Exercise instructions
**a.** List every distinct username that posts in the forum thread about joining PPA.
**b.** Carry on the forum thread about joining PPA from its last post.

Document extract
# Joined PPA



## lisameowrie (Apr 8, 2015)

Finding it difficult to navigate the site though. What do you suggest I search for that can be most helpful and beneficial to a new business owner?


----------



## CCericola (Apr 9, 2015)

There are several webinaires to get started. Workshops PPAedu
Also, look to see if there is a local affiliate to join as well. It's one thing to read and watch videos. It's another to actually talk and practice with other photographers.


----------



## CCericola (Apr 9, 2015)

PPA Affiliates PPA


----------



## lisameowrie (Apr 9, 2015)

Ah, thank you!


----------



## tecboy (Apr 10, 2015)

I'm trying to start my own business in dog portrait photography, and I don't see how PPA will help.  I went to a local seminar of PPA, and it is really about becoming elite photographer.  If you are rich, have a lot of skills, and a lot of resources, then that's maybe right for you.  In addition, they had photo competitions, and the judges scored very harsh.  The photos have lavish background, and they had put a lot of money and effort to these.  If I submitted a dog portrait, I just made myself looked bad and degrading.

Just curious, who do others say about your portfolio, beside your friends and family?

Listing

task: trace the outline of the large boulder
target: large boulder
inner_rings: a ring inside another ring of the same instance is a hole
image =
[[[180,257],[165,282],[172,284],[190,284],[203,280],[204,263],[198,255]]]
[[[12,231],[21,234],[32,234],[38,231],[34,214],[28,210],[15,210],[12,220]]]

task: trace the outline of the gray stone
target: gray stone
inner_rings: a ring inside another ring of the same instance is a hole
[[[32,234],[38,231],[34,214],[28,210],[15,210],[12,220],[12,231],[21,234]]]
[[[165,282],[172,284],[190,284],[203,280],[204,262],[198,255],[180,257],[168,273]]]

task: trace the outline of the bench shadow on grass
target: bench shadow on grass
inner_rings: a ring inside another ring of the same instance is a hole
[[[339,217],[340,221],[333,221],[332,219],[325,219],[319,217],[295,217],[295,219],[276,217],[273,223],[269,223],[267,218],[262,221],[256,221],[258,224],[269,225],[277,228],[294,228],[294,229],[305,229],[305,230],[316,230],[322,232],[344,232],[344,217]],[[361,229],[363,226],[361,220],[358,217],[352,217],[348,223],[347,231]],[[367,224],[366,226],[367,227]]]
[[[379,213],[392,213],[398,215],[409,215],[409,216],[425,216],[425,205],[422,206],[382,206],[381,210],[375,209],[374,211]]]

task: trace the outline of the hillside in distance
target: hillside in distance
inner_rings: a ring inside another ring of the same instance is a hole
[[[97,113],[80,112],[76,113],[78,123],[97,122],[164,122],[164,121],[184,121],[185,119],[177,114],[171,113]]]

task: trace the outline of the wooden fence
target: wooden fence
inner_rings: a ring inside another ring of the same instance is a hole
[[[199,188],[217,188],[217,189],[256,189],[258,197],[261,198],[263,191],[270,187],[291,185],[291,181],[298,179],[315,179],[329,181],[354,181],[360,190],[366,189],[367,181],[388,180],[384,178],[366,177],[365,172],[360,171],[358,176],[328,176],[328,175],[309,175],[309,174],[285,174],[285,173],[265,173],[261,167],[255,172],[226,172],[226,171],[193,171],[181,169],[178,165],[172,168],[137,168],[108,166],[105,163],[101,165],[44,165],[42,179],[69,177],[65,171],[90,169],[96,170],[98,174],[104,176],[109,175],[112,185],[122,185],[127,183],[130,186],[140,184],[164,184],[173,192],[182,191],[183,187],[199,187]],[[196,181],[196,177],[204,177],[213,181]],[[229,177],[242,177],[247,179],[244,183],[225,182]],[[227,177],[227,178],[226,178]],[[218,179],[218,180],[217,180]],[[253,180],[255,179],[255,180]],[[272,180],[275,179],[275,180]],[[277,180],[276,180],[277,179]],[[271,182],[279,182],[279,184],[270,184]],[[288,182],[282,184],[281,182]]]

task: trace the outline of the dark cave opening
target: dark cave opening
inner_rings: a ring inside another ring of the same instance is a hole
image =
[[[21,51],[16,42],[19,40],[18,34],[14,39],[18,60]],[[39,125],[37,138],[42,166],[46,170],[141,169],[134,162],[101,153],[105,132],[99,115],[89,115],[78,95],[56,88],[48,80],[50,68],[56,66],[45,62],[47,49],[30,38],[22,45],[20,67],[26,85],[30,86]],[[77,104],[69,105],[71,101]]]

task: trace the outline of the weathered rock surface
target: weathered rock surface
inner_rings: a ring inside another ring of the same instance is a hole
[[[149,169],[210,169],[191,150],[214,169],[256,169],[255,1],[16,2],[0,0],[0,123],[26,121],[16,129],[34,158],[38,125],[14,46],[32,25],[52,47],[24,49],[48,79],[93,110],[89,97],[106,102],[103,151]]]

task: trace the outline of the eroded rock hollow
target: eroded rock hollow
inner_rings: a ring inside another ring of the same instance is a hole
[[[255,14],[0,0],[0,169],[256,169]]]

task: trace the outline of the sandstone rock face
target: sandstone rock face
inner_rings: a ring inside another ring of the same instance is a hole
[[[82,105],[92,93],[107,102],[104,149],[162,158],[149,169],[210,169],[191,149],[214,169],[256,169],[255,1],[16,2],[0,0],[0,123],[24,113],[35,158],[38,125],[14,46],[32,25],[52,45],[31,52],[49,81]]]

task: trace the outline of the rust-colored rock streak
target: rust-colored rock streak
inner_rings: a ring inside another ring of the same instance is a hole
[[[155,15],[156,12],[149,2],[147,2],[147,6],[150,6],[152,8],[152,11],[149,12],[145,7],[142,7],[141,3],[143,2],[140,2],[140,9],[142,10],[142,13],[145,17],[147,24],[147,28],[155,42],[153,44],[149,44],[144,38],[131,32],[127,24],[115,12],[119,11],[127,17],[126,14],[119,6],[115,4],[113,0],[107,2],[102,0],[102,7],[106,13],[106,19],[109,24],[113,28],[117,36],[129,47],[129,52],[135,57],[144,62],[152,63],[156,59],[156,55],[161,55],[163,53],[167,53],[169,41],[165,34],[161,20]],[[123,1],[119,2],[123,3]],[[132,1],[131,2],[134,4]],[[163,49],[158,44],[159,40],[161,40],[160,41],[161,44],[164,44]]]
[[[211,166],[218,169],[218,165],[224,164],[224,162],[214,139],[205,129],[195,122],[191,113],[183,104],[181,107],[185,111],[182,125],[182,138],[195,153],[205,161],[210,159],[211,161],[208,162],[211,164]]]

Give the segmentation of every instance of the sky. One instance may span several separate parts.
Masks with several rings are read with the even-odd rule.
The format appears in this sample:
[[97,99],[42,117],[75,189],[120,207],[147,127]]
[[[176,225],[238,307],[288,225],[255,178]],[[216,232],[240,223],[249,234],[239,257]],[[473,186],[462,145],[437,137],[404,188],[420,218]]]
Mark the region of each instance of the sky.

Written answers
**a.** lisameowrie, CCericola, tecboy

**b.**
----------



## lisameowrie (Apr 10, 2015)

They love my work and I feel very lucky that they're being so kind because I know I have a lot to learn. I am currently in the process of working on my portfolio.


----------



## tecboy (Apr 13, 2015)

A friend of mine shows me this, and is a friend of her.

Amanda Jones Welcome


----------



## lisameowrie (Apr 15, 2015)

She's very good. I hope to get better at it down the road as well and be able to open up a studio.


----------



## Austin Greene (Apr 17, 2015)

lisameowrie said:


> I am currently in the process of working on my portfolio.



Just a suggestion, but I think you mean you are in the process of developing a _starting_ portfolio. 

Every pro out there is constantly in the process of "working on their portfolio." The competition never stops, and neither can you.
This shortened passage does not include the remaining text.